* EXERCISE DIRECTIONS *
Count the lines of the records below that contain the string "Trace", treating uppercase and lowercase letters as different, and reply with only the number.

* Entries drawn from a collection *

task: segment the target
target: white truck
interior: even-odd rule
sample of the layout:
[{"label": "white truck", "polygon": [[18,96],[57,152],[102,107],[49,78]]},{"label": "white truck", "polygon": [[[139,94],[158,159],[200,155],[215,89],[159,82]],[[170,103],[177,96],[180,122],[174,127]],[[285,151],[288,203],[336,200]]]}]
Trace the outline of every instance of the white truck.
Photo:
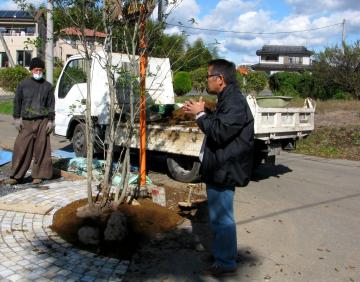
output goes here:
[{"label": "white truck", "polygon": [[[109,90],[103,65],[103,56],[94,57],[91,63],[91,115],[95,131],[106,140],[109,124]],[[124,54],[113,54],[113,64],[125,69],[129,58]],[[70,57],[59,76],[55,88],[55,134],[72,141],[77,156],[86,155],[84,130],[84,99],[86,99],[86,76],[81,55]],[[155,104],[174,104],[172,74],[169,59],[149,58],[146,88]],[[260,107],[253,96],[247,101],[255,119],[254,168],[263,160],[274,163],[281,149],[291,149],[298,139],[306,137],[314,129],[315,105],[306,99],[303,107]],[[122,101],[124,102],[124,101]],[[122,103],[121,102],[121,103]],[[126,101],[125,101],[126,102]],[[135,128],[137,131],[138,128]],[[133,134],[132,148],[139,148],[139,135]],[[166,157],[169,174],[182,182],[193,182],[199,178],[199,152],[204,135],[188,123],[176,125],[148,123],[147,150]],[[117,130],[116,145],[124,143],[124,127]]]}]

--

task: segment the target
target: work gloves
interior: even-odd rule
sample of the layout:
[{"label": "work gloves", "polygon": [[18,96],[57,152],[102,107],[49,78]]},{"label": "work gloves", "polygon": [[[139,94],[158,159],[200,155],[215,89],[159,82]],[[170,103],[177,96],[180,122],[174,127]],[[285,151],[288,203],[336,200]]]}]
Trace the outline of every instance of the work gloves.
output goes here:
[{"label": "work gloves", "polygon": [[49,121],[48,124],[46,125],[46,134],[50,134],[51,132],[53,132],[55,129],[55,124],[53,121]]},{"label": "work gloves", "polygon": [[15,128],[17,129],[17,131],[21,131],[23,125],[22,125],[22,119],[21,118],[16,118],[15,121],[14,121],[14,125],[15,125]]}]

* CORRECT ANSWER *
2